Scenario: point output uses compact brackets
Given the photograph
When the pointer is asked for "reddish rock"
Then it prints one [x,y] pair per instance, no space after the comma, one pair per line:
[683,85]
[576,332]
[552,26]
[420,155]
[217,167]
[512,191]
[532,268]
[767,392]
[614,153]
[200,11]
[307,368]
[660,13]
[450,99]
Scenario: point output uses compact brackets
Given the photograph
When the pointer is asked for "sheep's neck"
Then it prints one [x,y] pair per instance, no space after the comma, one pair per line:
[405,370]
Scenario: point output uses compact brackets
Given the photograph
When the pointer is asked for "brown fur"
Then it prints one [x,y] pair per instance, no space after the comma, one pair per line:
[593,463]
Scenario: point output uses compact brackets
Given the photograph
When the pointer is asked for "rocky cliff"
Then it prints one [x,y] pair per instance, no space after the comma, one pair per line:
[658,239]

+-------+

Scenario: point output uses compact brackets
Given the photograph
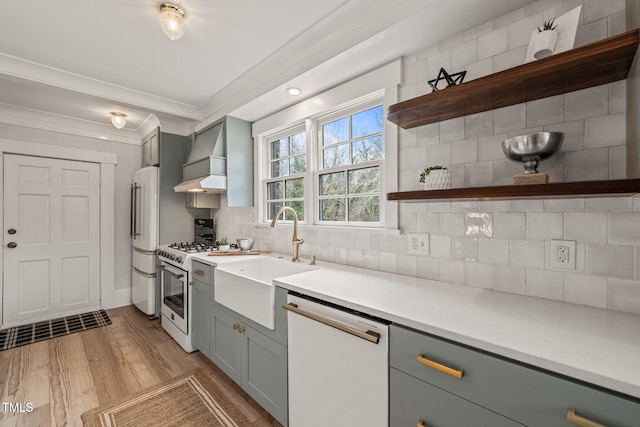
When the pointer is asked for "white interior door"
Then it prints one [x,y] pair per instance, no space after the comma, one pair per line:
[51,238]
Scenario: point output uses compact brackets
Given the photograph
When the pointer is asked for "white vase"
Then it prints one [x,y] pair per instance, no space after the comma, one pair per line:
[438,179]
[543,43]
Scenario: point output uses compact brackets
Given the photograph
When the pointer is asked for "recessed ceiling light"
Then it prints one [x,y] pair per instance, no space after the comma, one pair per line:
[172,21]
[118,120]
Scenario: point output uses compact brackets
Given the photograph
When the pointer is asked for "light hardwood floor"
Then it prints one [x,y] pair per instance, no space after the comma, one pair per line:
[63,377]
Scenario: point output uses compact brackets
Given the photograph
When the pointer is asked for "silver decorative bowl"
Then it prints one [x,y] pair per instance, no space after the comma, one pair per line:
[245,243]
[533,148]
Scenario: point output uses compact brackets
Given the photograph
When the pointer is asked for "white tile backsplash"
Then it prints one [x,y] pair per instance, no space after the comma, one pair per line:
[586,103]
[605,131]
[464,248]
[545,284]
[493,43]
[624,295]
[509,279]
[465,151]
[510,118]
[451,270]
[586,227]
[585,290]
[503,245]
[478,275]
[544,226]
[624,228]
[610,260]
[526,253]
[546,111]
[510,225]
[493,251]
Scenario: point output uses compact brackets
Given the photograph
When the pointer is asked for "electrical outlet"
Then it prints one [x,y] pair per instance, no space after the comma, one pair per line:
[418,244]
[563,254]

+-------+

Goal of the exercise:
Pull out each line of the data above that has the word "white" in it, matching case exactly.

Answer in full:
When the pointer is asked for "white interior door"
When the pointer is asked for "white vase"
When the pointer is asked for "white tile backsplash"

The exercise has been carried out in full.